• [Records for this task]:
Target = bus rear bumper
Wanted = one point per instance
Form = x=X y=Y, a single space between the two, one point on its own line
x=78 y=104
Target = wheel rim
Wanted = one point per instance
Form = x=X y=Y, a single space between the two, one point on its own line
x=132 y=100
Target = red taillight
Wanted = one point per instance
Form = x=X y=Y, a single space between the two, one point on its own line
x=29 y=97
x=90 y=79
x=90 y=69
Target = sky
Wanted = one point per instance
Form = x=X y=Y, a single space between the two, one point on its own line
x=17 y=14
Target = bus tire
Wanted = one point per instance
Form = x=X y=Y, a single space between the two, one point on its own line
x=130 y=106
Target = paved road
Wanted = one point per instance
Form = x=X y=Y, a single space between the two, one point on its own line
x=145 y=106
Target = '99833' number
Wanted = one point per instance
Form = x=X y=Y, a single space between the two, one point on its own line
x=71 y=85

• [Problem]:
Having read the records above, reproduce each one exactly.

• [Solution to this task]:
Target = bus rear bumper
Wanted = one point per instance
Form = x=X y=Y, a single space between the two, one point on its own line
x=78 y=104
Target = wheel rim
Wanted = one point per instance
Form = x=X y=Y, a single space between the two, one point on its own line
x=132 y=100
Target = red taillight
Wanted = one point per instance
Form = x=X y=Y, a single space between the two, one point on its own line
x=29 y=97
x=90 y=79
x=90 y=69
Target = sky
Wanted = one point per instance
Form = x=X y=Y, a single space between the two, one point on its own line
x=17 y=14
Target = bus tire
Wanted = one point per instance
Form = x=X y=Y, a single space between the two, one point on its own line
x=130 y=106
Target = paved road
Wanted = one point per instance
Form = x=X y=Y, a single space between the two, one point on its own line
x=145 y=106
Target = '99833' number
Wanted = one point per instance
Form = x=X y=Y, a single space between the two, one point on its own line
x=71 y=85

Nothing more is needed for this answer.